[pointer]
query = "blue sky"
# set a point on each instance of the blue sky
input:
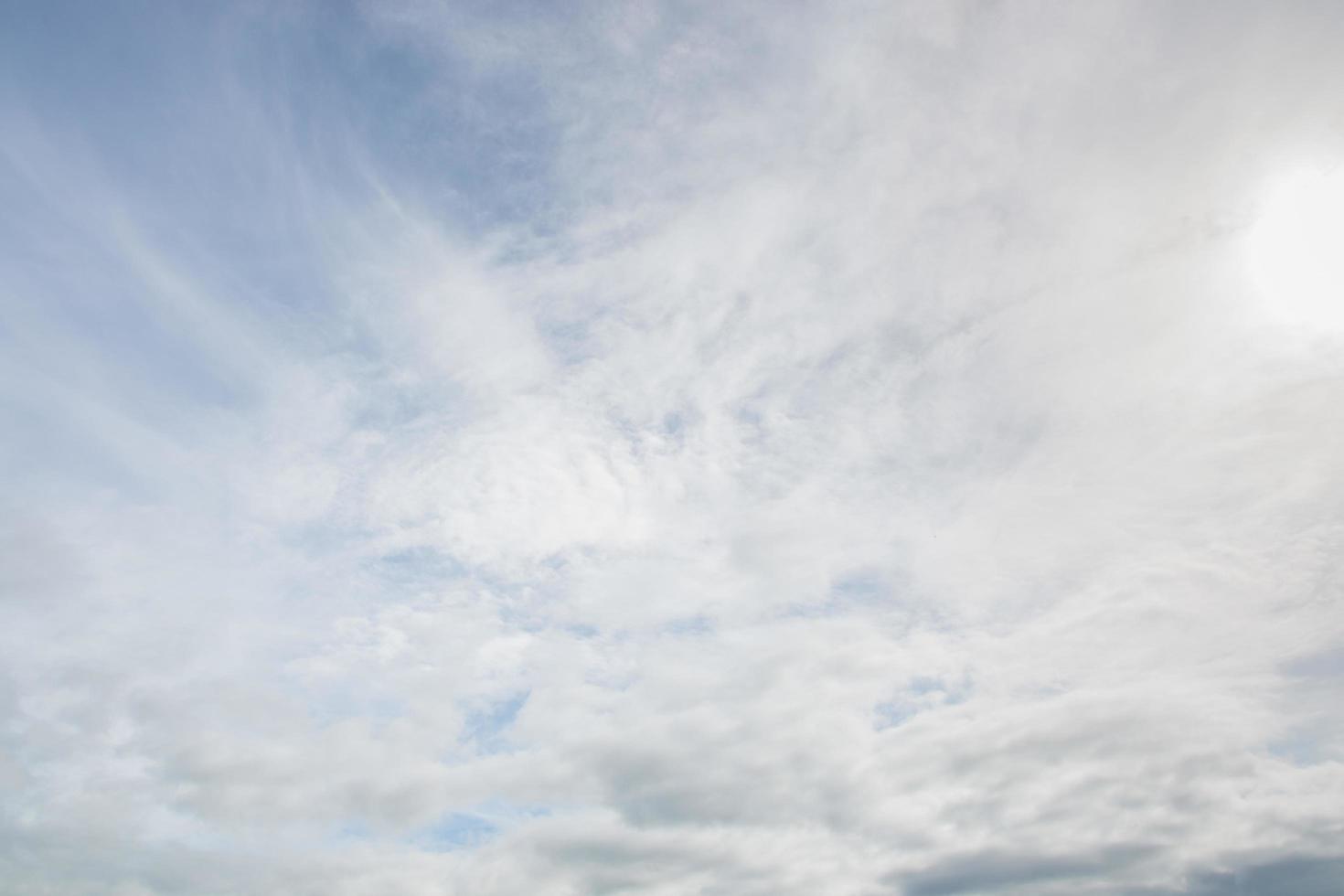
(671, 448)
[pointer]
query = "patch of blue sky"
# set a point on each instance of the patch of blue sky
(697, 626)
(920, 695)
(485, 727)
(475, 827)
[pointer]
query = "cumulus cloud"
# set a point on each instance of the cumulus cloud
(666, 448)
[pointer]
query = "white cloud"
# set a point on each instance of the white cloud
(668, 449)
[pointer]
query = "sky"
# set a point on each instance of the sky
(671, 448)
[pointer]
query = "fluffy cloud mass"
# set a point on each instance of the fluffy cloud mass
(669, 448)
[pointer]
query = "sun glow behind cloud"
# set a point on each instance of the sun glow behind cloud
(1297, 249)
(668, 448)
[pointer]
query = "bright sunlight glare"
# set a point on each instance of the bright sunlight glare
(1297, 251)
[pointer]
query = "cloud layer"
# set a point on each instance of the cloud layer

[What is being asked]: Return only the number of lines in the listing that contain the string "query".

[Solution below]: 9